▶ Passage for review:
........
This month I have the privilege of presenting two authors, one an Australian and one from the U.K. and two completely different genres. I am fortunate to be meeting so many interesting people with interesting stories to tell. I especially have a soft spot for Aussie writers as you may well imagine but mostly like my reading tastes, my people taste, is eclectic. I love different and individual.
We will meet Caroline Noe (paranormal, science fiction and fantasy writer) later this month but today we have Liv Arnold (a romance/law and order blend), an author who offers an interesting insight into a subject that is very close to my heart. Well, two subjects actually, writing and anxiety. Both of these are a big part of my life. In reading Olivia’s candid opening I suddenly realised just how much being able to put down words has done for me, most especially my poetry because unlike my romance novel I can just be me (and that there is so much less to edit is a bonus).
As a self-published author I do a lot myself. With poetry there is so much more freedom to express my thoughts my way, and most importantly it allows me to explore so many topics including anxiety. I can appreciate why I was drawn to her wonderful personality. Like Olivia, anxiety exists whether I want it or not, and because I can appear confident, a technique perfected to self-protect, people often don’t understand just what is involved, and just how badly it can affect day-to-day life. Olivia however has been pro-active in dealing with the issue, and in working out what suits her, and the confidence it has given her is inspiring. So meet Liv Arnold.
I’m Liv Arnold and I have worked as a copywriter for several global companies and now run my own freelance business. I grew up in Melbourne, Australia, and live with my husband and our spoiled dog, who only eats freshly cooked meals. When I’m not writing, I’m avoiding the gym, devouring a cheese platter, or marathoning way too much TV. And of course, I’m a massive book addict and often read until all hours of the night.
........
[Source records]

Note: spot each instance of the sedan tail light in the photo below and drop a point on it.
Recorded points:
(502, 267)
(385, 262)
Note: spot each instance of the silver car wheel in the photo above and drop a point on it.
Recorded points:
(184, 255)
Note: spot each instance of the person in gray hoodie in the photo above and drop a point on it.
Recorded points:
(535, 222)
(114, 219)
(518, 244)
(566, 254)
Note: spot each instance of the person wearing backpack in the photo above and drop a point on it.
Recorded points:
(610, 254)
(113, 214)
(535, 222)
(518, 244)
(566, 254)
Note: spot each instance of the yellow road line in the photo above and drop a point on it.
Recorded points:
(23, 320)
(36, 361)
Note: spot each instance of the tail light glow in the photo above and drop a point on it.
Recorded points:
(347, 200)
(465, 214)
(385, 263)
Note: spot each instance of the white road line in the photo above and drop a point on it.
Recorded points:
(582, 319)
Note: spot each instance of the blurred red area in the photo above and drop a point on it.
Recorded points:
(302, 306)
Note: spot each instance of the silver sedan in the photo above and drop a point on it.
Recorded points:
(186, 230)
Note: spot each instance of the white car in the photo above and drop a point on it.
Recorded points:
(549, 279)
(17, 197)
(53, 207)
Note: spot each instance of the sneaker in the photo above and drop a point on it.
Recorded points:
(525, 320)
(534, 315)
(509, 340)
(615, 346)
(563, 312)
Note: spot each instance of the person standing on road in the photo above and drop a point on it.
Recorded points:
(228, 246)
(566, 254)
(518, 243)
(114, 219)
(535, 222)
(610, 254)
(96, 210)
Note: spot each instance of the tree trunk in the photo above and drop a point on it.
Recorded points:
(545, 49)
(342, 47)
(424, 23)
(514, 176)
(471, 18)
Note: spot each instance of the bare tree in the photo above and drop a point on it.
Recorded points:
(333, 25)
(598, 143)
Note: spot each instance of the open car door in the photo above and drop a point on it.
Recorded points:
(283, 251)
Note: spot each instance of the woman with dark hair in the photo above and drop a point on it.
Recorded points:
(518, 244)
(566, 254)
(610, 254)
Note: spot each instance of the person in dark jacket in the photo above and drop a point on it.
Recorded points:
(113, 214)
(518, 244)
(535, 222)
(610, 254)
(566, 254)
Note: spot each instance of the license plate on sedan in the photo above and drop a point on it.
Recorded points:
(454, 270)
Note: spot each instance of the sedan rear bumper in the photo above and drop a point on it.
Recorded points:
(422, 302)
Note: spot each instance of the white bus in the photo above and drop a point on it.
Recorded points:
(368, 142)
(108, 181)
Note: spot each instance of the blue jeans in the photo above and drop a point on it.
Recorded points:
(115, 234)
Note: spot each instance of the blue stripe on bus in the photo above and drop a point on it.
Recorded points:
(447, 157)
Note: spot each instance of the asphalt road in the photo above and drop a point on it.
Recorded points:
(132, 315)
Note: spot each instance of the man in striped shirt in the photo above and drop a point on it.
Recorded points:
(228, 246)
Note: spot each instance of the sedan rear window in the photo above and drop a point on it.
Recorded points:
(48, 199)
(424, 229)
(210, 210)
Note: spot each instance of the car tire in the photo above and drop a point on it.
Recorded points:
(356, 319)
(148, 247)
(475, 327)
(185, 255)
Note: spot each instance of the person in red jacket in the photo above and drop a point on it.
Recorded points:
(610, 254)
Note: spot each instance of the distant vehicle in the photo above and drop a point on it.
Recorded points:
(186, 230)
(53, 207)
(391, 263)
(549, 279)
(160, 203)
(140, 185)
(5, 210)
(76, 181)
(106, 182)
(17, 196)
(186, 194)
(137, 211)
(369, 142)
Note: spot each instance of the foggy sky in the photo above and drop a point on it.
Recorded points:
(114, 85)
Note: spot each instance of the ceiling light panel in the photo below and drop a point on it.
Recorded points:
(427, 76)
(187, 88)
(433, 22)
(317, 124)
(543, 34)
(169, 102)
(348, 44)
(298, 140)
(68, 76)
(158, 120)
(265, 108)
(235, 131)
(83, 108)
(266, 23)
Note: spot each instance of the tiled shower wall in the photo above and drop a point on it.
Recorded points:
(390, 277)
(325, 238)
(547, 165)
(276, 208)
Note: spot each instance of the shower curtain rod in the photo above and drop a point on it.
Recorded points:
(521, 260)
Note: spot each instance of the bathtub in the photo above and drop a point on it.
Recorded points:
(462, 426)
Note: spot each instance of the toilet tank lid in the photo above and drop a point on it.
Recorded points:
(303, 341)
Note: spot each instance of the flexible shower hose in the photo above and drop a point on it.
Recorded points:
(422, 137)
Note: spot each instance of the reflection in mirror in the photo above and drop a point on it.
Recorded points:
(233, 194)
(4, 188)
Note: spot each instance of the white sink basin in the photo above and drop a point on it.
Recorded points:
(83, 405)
........
▶ Task 1:
Write out the stretch of the author introduction from "We will meet" through "is a bonus).", substituting "worry" for "anxiety".
▶ Task 2:
Continue the author introduction from the point where it stops.

▶ Exercise output 1:
We will meet Caroline Noe (paranormal, science fiction and fantasy writer) later this month but today we have Liv Arnold (a romance/law and order blend), an author who offers an interesting insight into a subject that is very close to my heart. Well, two subjects actually, writing and worry. Both of these are a big part of my life. In reading Olivia’s candid opening I suddenly realised just how much being able to put down words has done for me, most especially my poetry because unlike my romance novel I can just be me (and that there is so much less to edit is a bonus).

▶ Exercise output 2:
How writing can help with your mental health – an author’s musings
Writing is better than therapy! I have had anxiety for as long as I can remember. I always picture the worse-case scenarios, take hours to fall asleep (sometimes I’m still awake when the sun comes up) and my chest is permanently tightened.
Medication barely helps and I lack the focus for meditation. My mind wanders too often and my whole-body fidgets. Sometimes I even laugh.
Writing drowns out the noise in my head – maybe because I’m focusing on fictional characters and story-lines far removed from the real world. At work on my breaks, if my mind starts to spin out of control, I write for a few minutes straight to refocus. People cope with anxiety in different ways but writing with some exercise helps me.
But being an author, brings a whole new level of worry. Not everyone will support you. The rejections sting every time. Negative feedback can dampen your confidence. I often wondered whether all of this was worth it or if my writing skills were good enough. With an industry full of self-doubt, it’s so important to find your tribe.
My mum encouraged me to do a creative writing course at RMIT. It’s a short course that runs for 8-10 weeks for three hours a week after work. I loved every moment of the class and ended up doing three short courses. The teachers were so inspiring, and it was great to speak to like-minded people. I work-shopped my stories in class and continued with them after the course finished. At first, I was terrified reading my work out to people. But the more I did this, the more I got used to the process. Everyone was always so supportive and gave constructive feedback.
I never thought a traditional book contract would ever happen for me. I believed it was equivalent to movie or record deals. The odds are so high stacked against you. When I first received my contract, I kept reading the words in disbelief. Every time my publisher emailed me, I straightaway thought they were going to say, ‘actually you suck and we’re taking the contract back’.
Writing is my one thing to focus on. Something that moves me forward with my life when I wonder the point of everything. I’m so pleased Law & Disorder has now come to life. Every time I receive a good review, it’s often a surprise to me (maybe the anxiety talking) but I am so grateful that people have been enjoying my book.
Thanks for reading.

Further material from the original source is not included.